→ **TASK**: Repeat the listing in full, preserving every character.

→ **PROVIDED RECORDS**:

_ _ _ _ _

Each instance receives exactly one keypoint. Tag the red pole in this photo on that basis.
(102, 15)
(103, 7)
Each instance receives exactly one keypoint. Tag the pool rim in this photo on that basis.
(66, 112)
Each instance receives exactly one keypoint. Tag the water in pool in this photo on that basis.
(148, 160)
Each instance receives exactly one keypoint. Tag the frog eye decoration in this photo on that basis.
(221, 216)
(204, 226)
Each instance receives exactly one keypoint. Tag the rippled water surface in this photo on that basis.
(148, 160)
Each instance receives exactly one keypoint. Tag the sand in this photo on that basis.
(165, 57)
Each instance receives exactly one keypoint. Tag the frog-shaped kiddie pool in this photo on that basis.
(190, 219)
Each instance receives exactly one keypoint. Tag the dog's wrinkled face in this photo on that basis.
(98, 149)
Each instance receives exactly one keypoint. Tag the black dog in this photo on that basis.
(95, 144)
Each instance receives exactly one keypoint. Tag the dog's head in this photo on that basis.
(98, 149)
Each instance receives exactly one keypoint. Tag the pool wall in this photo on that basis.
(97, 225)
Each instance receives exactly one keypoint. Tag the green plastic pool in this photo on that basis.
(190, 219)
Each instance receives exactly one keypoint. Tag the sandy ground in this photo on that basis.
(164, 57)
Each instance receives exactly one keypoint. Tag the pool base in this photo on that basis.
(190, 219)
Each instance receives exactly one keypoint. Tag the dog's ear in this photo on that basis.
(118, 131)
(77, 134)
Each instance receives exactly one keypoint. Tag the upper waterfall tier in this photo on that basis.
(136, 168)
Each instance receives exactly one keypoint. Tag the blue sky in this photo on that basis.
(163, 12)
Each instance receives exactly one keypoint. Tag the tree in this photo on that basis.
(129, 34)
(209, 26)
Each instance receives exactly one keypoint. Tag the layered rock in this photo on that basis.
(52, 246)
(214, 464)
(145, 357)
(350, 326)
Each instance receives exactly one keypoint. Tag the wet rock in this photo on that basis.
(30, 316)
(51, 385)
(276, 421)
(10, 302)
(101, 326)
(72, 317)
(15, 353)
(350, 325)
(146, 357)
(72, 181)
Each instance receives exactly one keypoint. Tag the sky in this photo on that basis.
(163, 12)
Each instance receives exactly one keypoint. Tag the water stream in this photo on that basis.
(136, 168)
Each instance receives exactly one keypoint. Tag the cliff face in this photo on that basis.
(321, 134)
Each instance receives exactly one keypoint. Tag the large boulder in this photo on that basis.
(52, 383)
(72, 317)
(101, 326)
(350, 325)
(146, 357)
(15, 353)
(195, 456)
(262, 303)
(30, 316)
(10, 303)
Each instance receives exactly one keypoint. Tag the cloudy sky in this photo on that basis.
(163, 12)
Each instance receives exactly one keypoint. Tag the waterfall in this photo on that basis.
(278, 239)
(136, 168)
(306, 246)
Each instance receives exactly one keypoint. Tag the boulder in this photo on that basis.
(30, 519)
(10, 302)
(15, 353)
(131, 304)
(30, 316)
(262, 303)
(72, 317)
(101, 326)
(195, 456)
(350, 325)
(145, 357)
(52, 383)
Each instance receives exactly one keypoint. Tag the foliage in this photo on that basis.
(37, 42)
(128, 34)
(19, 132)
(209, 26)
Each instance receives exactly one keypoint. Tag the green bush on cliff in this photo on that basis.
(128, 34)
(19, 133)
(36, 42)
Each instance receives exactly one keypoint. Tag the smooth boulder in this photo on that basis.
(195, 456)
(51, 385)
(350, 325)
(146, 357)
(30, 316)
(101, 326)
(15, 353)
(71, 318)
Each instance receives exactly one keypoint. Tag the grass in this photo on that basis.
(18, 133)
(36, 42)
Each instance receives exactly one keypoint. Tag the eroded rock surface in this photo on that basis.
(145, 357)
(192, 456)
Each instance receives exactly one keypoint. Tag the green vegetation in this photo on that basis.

_ _ _ _ _

→ **FINISHED EXERCISE**:
Each instance receives exactly one keypoint. Tag the red pole in this photo on that basis.
(102, 15)
(103, 7)
Each instance receives exactly one keypoint. Tag the pool rim in this photo on that basis.
(66, 112)
Each instance receives exactly one keypoint. Tag the water in pool in this photo on that basis.
(148, 160)
Each instance receives exactly one keypoint. Tag the frog eye decoration in this photo on that basis.
(221, 216)
(204, 226)
Each instance receives exactly one keypoint. Tag the rippled water surface in this photo on that basis.
(148, 160)
Each instance receives exactly one keypoint. Tag the sand in this photo on that basis.
(165, 57)
Each instance receives exactly one keypoint. Tag the frog-shaped kiddie pool in this photo on that basis.
(190, 219)
Each instance receives exactly one keypoint. Tag the dog's wrinkled face in this photo on that basis.
(98, 149)
Each instance receives exactly one keypoint. Tag the black dog in this photo on that basis.
(95, 144)
Each instance receives exactly one keypoint. Tag the dog's head in this photo on that basis.
(98, 149)
Each instance receives exactly one keypoint. Tag the pool wall in this photo on that basis.
(97, 225)
Each instance receives exactly one keypoint. Tag the green plastic pool in this photo on that basis.
(190, 219)
Each instance receives exactly one keypoint. Tag the sandy ground in this photo on that basis.
(164, 57)
Each instance receives exactly one keypoint. Tag the pool base in this photo on that basis.
(190, 219)
Each instance receives exactly one keypoint. Tag the dog's ear in this photo on that basis.
(118, 131)
(77, 134)
Each instance receives exactly one keypoint. Tag the upper waterfall tier in this photo on that basis.
(136, 168)
Each instance receives exactly one keypoint. Tag the blue sky in this photo on that basis.
(163, 12)
Each instance receives exactly one keypoint. Tag the tree in this photo on that basis.
(129, 34)
(209, 26)
Each instance receives exactly one keypoint. Tag the layered rock in this photo on that basis.
(52, 246)
(214, 464)
(145, 357)
(350, 326)
Each instance receives exactly one keypoint. Tag the wet rock in this photo on that basis.
(30, 316)
(51, 385)
(276, 421)
(10, 302)
(101, 326)
(72, 317)
(15, 353)
(350, 325)
(146, 357)
(72, 181)
Each instance receives exactly one keypoint. Tag the sky in this photo on that basis.
(163, 12)
Each instance receives exactly one keypoint. Tag the water stream in this photo on that basis.
(136, 168)
Each instance receives exactly one keypoint. Tag the cliff face in this photo on that basis.
(321, 134)
Each instance receives exactly one keypoint. Tag the large boulder in this photo on that basis.
(52, 383)
(72, 317)
(101, 326)
(350, 325)
(146, 357)
(15, 353)
(195, 456)
(262, 303)
(30, 316)
(10, 303)
Each instance receives exactly one keypoint. Tag the cloudy sky in this photo on that basis.
(163, 12)
Each instance receives exactly one keypoint. Tag the waterfall in this photo on that basis.
(278, 239)
(136, 168)
(306, 246)
Each instance receives exactly one keypoint. Tag the boulder in this photo on that basis.
(30, 519)
(10, 302)
(15, 353)
(131, 304)
(30, 316)
(262, 303)
(72, 317)
(101, 326)
(195, 456)
(350, 325)
(145, 357)
(52, 383)
Each instance receives exactly one keypoint. Tag the foliage in this photo on that basis.
(37, 42)
(128, 34)
(19, 132)
(209, 26)
Each instance receives exactly one keypoint. Tag the green bush on cliff in this photo on that basis.
(128, 34)
(19, 133)
(36, 42)
Each instance receives exactly one keypoint. Tag the smooth boulder in this photo on that basis.
(195, 456)
(51, 385)
(350, 325)
(146, 357)
(30, 316)
(101, 326)
(15, 353)
(71, 318)
Each instance receives exactly one keypoint. Tag the grass in this photo on that basis.
(18, 133)
(36, 42)
Each instance receives exactly one keypoint. Tag the eroded rock surface in this photo on that basis.
(145, 357)
(192, 456)
Each instance receives exactly one keypoint. Tag the green vegetation in this photo on that basis.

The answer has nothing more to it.